[Passage to read — start]

Testifying in his own behalf at the trial, the defendant swore that on the night in question the woman and her child came on board his boat at the Anda Monument landing, on the Pasig, and that he undertook to take them to the other side of the river; that he took advantage of the opportunity to attempt to renew amorous relations which had formerly existed between himself and the woman, but that when he took hold of her hand, she suddenly leaped overboard, with her child in her arms; that she immediately sank beneath the surface of the river, and that he then rowed to shore and stayed all night in the boat; that in the morning he found the woman's rings and earrings upon the floor of the boat and took them to the pawnshop; and that he told no one what occurred because he feared that an investigation might involve him in trouble.

The witnesses who found the bodies swore that it was impossible that they could have floated in to the position in which they were discovered, because the sides of the vessel were well above high-water mark; and in view of the fact that the body of a woman and child when found were tied together; of the pawning of the jewelry of the deceased by the accused; and of his voluntary confession made at the time when he was arrested, we are satisfied that the trial court properly declined to believe his testimony, except in so far as he admits having rowed the woman and child out into the river upon the night on which they were killed, and having pawned her jewelry upon the following morning.

[Passage to read — finish]
[Excerpted records — start]

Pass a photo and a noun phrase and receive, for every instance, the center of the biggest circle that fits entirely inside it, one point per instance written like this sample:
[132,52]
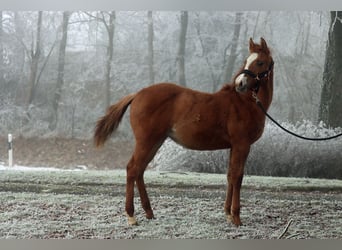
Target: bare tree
[331,96]
[181,48]
[60,71]
[1,52]
[35,56]
[150,46]
[233,48]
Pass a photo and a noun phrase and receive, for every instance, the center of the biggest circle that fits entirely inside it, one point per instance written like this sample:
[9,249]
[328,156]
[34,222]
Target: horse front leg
[130,180]
[238,156]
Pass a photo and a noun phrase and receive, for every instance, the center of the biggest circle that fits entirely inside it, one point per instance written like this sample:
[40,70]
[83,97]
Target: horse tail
[107,124]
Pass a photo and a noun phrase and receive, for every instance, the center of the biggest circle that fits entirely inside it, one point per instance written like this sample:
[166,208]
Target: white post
[10,151]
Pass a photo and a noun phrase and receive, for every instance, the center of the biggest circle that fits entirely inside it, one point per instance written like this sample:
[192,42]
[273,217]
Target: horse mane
[227,87]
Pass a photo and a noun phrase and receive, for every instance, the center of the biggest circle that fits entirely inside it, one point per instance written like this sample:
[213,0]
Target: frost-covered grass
[90,204]
[275,154]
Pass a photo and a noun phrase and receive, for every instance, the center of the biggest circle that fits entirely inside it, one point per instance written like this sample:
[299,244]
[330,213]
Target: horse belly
[200,139]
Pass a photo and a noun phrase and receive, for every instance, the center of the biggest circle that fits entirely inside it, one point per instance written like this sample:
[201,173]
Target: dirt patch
[67,153]
[90,204]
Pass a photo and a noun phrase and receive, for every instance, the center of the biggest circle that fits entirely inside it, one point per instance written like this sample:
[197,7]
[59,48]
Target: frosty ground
[90,204]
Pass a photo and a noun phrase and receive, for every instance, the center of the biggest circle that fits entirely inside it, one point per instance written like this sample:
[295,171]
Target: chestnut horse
[228,118]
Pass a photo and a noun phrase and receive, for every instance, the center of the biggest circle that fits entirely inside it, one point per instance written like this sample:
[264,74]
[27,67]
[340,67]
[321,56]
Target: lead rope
[286,130]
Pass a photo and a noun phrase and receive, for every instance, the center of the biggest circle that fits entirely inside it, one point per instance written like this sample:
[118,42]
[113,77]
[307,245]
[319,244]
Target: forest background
[59,71]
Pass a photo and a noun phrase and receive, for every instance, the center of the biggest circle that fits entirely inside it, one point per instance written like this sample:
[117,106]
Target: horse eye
[260,63]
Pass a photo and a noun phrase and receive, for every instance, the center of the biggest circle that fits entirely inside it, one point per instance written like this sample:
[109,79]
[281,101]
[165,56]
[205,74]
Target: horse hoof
[132,221]
[235,220]
[150,216]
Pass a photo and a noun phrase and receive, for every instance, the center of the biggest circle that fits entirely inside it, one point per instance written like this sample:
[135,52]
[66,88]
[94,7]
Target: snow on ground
[26,168]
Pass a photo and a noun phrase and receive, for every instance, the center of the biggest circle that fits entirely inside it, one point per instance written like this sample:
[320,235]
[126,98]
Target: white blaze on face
[252,57]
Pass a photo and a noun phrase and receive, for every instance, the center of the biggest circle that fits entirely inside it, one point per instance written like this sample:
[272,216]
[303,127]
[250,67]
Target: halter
[258,77]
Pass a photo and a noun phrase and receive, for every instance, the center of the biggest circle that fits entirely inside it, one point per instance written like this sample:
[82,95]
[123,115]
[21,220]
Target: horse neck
[266,91]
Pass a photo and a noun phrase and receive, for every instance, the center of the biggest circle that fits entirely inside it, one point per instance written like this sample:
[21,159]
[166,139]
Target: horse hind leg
[238,156]
[135,174]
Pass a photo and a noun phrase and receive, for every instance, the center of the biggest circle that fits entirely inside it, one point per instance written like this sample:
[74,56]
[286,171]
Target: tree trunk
[181,48]
[331,96]
[233,55]
[110,30]
[60,72]
[2,80]
[35,55]
[150,46]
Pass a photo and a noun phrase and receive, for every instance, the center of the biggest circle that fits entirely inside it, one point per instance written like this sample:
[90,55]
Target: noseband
[258,77]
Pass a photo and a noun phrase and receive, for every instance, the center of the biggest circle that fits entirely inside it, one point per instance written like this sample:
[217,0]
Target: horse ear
[263,43]
[251,45]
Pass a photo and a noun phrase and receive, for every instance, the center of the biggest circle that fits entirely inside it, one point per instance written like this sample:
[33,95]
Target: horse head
[257,67]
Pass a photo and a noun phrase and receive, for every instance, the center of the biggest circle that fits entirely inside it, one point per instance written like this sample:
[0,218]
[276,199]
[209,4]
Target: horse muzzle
[241,83]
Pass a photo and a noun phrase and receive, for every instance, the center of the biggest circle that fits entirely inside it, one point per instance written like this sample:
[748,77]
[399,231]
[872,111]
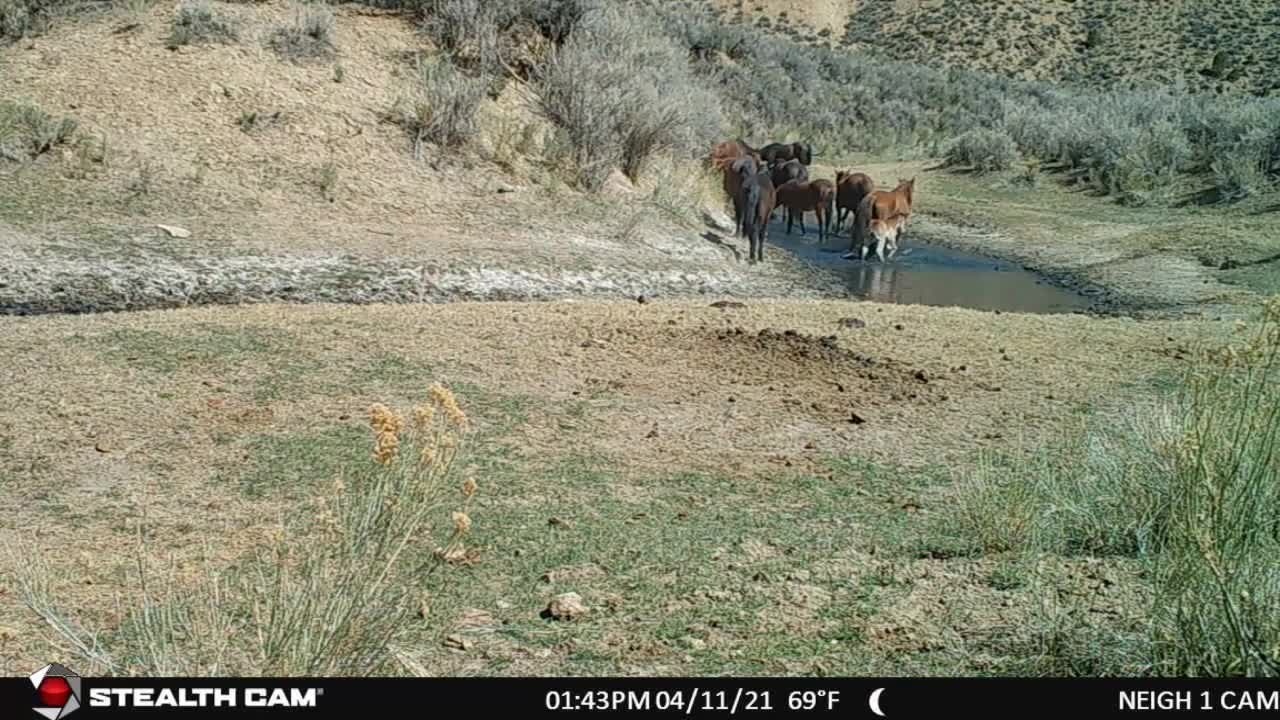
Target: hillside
[745,470]
[1207,45]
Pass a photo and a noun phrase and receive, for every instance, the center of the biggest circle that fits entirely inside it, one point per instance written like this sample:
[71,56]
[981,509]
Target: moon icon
[874,701]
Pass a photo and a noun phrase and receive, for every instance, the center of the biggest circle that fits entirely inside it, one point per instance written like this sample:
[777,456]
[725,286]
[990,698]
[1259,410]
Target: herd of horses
[762,181]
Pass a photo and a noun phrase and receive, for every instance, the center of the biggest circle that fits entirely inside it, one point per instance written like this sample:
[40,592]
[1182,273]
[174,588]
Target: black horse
[778,151]
[758,200]
[786,171]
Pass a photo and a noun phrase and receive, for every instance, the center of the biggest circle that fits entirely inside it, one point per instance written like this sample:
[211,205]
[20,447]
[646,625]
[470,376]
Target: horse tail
[750,208]
[831,208]
[863,219]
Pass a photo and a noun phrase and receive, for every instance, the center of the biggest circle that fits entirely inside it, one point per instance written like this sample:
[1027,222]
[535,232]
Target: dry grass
[238,413]
[1208,48]
[330,593]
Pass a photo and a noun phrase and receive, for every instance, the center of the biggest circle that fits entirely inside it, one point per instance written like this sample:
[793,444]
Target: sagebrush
[328,593]
[1187,487]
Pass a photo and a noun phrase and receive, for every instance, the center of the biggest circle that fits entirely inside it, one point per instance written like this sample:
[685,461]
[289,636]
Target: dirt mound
[796,346]
[807,367]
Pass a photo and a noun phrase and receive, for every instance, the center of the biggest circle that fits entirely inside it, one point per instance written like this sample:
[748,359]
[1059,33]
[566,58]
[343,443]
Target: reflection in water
[877,281]
[926,274]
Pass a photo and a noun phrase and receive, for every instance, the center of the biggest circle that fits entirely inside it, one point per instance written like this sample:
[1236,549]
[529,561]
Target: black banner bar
[105,698]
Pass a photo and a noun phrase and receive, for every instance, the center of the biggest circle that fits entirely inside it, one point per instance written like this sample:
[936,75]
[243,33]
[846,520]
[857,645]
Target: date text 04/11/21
[707,701]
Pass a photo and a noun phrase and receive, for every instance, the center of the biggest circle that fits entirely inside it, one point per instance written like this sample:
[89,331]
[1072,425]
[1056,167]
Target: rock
[694,643]
[566,606]
[174,231]
[458,642]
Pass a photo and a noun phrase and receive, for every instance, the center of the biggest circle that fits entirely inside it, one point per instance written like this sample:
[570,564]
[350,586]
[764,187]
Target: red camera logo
[59,691]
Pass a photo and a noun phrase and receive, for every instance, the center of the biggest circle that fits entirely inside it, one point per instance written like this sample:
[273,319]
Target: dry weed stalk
[328,592]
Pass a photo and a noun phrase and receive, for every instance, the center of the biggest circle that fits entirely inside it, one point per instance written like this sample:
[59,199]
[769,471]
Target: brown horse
[850,190]
[881,218]
[786,171]
[758,199]
[803,196]
[778,151]
[725,153]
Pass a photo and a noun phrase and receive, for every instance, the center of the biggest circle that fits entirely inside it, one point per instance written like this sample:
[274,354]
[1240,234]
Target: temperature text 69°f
[813,700]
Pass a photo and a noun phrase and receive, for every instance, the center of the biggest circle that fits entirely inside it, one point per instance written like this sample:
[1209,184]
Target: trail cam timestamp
[689,702]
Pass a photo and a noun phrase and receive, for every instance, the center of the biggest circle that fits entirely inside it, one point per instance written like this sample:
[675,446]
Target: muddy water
[929,274]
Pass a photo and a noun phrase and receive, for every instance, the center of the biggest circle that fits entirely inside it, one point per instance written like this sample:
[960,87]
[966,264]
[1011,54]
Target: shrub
[327,595]
[22,18]
[983,150]
[27,131]
[1187,487]
[442,106]
[199,22]
[1217,606]
[307,35]
[620,91]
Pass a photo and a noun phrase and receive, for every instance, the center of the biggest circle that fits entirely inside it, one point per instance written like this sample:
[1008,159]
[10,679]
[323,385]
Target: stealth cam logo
[59,691]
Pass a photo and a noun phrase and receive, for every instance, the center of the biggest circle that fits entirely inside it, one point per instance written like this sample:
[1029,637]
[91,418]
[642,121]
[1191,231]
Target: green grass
[1185,488]
[209,346]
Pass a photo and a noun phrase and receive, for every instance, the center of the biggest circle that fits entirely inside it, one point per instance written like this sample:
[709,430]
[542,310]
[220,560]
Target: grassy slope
[644,432]
[1160,258]
[1050,40]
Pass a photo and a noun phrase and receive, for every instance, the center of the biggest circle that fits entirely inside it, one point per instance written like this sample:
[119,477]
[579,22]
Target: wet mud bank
[49,285]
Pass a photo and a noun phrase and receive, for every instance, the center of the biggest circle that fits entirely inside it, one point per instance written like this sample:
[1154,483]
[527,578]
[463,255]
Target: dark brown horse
[787,171]
[881,219]
[782,173]
[850,190]
[758,200]
[803,196]
[725,153]
[778,151]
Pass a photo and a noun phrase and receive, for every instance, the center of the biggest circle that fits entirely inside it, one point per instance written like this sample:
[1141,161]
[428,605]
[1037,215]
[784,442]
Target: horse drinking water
[801,196]
[881,218]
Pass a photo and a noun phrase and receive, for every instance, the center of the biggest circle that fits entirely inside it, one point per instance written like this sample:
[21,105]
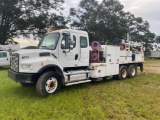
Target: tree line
[104,21]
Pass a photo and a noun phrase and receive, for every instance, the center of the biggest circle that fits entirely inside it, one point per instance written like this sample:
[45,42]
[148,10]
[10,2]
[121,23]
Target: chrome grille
[15,62]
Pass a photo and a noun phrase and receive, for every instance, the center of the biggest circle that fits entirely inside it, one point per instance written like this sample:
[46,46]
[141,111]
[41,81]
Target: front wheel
[48,83]
[132,71]
[122,72]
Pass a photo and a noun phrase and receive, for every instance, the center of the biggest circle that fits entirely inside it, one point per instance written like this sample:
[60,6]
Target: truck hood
[33,53]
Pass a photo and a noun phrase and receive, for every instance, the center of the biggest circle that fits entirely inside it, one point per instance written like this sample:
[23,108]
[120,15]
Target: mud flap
[141,67]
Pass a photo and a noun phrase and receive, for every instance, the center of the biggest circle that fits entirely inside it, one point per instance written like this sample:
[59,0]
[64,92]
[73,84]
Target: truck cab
[62,58]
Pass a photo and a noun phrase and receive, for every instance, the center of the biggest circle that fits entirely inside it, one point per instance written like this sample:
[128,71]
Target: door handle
[76,56]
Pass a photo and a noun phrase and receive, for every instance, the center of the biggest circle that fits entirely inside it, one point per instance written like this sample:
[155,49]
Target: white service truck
[64,57]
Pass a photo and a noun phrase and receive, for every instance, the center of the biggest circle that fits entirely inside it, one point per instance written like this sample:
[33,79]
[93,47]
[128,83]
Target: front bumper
[21,77]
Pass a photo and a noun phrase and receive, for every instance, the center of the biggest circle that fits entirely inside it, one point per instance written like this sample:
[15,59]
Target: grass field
[136,98]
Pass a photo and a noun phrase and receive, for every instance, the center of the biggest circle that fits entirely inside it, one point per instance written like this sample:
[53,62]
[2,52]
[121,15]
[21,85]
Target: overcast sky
[149,10]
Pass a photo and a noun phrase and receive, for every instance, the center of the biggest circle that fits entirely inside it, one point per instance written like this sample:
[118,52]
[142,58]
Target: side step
[75,83]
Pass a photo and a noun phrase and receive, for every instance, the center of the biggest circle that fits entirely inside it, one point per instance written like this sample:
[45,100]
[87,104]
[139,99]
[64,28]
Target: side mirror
[70,47]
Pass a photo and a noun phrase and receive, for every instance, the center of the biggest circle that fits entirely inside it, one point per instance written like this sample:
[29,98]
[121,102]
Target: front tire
[26,84]
[122,72]
[48,83]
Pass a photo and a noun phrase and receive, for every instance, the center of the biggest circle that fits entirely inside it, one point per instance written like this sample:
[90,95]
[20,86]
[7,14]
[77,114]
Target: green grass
[136,98]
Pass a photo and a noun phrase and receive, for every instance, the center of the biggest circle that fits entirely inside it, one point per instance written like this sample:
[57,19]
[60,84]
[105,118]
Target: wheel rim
[124,73]
[51,85]
[133,71]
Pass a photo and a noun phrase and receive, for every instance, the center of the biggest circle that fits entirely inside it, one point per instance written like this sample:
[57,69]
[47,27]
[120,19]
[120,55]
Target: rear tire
[48,83]
[132,71]
[122,72]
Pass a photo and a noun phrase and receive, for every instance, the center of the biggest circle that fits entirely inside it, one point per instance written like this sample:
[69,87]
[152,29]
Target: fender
[52,67]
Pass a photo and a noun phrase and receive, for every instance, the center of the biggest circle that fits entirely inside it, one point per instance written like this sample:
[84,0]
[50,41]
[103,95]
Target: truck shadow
[30,92]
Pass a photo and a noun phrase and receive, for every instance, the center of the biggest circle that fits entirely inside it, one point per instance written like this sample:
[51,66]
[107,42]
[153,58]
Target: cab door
[4,59]
[69,57]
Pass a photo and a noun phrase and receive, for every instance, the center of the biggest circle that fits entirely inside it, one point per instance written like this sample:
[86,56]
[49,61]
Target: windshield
[49,41]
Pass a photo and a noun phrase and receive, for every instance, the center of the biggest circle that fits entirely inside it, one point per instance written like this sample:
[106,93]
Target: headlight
[30,67]
[24,66]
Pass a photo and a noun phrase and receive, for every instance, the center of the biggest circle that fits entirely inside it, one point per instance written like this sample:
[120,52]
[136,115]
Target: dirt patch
[152,67]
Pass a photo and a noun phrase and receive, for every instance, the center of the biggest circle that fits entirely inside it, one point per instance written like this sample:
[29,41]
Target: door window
[3,55]
[74,40]
[65,42]
[83,42]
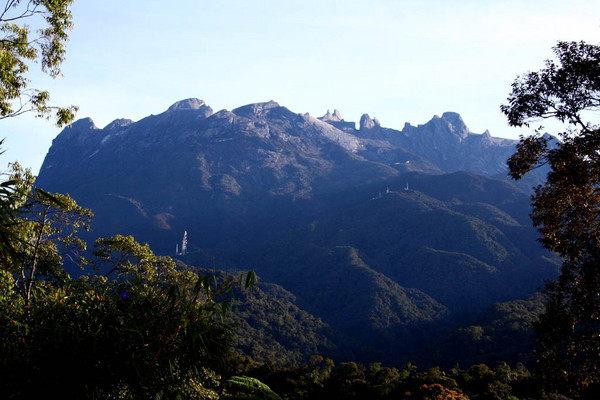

[Excerpted records — finish]

[What to do]: Reproduce the stretch of the court opinion excerpt from "The witnesses who" through "the following morning.". Work only from the court opinion excerpt.

[Task result]:
The witnesses who found the bodies swore that it was impossible that they could have floated in to the position in which they were discovered, because the sides of the vessel were well above high-water mark; and in view of the fact that the body of a woman and child when found were tied together; of the pawning of the jewelry of the deceased by the accused; and of his voluntary confession made at the time when he was arrested, we are satisfied that the trial court properly declined to believe his testimony, except in so far as he admits having rowed the woman and child out into the river upon the night on which they were killed, and having pawned her jewelry upon the following morning.